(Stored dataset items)
===============

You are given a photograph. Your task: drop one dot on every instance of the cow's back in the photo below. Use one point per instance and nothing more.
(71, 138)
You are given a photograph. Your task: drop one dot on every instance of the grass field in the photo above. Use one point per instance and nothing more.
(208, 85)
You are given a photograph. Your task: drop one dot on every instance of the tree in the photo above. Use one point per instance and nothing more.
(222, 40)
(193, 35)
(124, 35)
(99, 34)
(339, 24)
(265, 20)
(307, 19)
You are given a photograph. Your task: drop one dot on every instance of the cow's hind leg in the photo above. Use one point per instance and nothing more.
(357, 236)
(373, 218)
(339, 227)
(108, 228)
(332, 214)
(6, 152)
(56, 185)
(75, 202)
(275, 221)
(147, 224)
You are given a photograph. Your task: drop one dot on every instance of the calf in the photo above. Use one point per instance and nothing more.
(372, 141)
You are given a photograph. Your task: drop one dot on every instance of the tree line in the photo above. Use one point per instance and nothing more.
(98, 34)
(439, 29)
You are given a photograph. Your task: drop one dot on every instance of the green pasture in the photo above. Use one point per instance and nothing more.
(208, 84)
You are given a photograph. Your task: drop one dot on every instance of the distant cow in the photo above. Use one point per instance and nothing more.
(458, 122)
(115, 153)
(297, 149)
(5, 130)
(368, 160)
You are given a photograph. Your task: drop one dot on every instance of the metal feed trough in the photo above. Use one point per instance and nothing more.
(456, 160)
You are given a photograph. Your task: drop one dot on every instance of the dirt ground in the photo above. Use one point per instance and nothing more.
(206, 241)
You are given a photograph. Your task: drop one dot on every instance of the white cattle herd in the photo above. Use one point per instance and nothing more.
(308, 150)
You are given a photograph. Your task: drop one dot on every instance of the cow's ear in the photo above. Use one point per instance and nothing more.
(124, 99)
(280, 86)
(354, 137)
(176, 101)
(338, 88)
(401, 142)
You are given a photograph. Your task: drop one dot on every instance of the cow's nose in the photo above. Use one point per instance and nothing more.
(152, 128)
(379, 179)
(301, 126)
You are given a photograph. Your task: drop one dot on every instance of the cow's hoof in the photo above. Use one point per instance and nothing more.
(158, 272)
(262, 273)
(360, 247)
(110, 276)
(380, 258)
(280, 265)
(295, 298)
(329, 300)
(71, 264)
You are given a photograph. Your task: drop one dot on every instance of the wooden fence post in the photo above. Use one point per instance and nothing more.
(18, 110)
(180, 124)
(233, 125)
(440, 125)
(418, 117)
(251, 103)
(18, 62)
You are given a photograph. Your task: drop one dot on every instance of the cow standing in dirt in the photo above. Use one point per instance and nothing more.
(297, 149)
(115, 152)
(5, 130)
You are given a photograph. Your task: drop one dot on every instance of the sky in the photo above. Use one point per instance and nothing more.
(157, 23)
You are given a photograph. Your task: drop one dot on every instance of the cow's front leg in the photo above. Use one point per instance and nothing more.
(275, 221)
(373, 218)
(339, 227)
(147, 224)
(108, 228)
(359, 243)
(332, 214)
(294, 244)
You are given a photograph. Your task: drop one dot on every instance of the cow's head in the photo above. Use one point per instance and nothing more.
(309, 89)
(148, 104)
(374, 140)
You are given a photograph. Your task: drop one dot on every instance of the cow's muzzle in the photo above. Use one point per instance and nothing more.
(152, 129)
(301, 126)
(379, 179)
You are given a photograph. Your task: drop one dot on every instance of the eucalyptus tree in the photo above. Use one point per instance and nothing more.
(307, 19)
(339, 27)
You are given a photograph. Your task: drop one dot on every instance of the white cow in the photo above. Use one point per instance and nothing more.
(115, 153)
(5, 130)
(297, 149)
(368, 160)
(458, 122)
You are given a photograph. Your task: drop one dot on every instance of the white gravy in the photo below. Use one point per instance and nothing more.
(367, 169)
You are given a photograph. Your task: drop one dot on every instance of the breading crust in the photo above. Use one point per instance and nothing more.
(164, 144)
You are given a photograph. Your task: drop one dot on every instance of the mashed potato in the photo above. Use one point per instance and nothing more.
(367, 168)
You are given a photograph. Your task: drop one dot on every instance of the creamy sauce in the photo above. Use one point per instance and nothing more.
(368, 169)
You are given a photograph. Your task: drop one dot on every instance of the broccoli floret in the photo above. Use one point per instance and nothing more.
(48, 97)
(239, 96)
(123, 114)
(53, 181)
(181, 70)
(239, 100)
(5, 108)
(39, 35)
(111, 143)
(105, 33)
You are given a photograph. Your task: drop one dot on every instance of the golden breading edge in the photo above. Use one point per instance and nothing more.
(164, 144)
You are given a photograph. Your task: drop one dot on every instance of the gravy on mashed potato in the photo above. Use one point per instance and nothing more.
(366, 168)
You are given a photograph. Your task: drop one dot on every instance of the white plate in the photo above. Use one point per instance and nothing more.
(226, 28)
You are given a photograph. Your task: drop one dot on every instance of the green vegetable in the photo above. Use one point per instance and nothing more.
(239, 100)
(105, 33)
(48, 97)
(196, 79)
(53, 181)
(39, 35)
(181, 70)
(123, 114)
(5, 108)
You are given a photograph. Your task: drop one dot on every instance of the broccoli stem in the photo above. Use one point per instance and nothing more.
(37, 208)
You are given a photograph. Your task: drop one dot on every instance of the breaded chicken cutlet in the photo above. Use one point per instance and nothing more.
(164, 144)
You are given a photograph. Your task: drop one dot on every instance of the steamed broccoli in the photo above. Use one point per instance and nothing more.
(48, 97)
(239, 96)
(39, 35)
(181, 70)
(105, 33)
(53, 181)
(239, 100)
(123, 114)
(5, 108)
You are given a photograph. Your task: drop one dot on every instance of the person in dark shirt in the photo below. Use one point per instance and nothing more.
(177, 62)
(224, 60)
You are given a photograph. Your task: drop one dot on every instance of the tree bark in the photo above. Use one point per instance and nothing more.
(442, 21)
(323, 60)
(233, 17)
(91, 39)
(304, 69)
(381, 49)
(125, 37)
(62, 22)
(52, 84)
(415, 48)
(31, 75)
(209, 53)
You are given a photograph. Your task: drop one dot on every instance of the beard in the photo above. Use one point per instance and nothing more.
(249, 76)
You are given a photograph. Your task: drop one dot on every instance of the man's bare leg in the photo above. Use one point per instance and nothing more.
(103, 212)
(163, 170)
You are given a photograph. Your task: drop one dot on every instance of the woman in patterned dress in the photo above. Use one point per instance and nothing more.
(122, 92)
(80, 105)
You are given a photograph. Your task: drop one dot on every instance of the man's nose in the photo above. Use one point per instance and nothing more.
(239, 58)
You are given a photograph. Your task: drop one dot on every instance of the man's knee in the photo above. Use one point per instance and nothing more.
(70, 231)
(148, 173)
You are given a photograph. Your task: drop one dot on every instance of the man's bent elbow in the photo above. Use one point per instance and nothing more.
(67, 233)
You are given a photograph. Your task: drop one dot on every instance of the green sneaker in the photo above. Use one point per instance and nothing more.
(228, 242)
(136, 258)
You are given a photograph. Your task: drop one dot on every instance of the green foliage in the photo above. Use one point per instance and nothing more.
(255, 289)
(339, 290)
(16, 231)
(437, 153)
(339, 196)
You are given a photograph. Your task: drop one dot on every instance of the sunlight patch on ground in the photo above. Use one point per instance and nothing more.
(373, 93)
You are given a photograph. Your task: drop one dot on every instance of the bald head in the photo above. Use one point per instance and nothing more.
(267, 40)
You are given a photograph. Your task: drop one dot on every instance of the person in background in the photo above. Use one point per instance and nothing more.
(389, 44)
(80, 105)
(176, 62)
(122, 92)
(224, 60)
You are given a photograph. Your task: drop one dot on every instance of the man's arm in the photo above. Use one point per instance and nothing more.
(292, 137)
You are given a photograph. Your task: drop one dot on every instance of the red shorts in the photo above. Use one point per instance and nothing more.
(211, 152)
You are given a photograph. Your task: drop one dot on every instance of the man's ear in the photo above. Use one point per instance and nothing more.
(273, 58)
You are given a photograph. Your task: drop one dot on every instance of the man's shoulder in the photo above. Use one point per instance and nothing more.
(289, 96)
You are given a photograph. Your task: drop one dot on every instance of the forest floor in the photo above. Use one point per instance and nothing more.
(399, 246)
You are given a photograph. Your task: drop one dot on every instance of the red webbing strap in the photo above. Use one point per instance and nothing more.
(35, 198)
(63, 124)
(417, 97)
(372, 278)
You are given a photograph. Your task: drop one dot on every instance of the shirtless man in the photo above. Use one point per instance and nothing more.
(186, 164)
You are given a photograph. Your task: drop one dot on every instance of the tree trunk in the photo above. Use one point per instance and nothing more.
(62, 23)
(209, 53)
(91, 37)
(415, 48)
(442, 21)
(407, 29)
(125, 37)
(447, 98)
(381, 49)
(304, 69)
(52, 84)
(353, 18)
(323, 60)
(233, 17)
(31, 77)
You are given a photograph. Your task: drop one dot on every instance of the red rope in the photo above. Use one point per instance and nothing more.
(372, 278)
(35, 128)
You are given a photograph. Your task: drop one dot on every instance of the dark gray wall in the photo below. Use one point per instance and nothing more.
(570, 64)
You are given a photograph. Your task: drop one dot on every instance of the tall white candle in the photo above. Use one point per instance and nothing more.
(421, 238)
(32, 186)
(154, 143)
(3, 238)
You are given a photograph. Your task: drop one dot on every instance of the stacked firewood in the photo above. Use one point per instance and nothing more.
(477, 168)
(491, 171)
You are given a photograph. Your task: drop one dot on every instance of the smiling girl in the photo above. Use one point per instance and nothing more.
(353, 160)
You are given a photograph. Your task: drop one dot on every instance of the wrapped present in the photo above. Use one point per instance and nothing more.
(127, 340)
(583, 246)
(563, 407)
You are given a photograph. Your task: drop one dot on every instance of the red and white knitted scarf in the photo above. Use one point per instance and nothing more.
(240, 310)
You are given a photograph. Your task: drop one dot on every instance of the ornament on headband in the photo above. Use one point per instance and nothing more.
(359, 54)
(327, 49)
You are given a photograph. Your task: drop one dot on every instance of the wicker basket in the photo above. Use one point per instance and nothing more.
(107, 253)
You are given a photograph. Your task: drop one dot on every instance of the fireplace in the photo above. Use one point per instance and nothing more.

===============

◆ TASK TO COMPLETE:
In the answer, please give only the lines from the line containing "of the wrapped" through the final line of the data, copied exactly.

◆ SOLVED EXERCISE:
You are given a photograph. Your task: drop one dot on every instance of the wrapped present in the photo above. Use one point per instance and nothing more.
(127, 340)
(583, 246)
(563, 407)
You are given a photograph. Your task: drop one dot on every instance of the red and white knitted scarf in the photo above. Use one point per instance and nothing more.
(240, 310)
You are given a photograph. Your task: drop one dot on every instance of the ornament on headband in the photo above. Use one point per instance and nothing more.
(359, 54)
(327, 49)
You are given a photograph. Your task: drop one dot on every instance of the wicker basket in the photo above. Use one point per instance and nothing more.
(107, 253)
You are given a photograph. Your task: drop one dot on every instance of the fireplace in the photo above. Use one point per instance and nothing more.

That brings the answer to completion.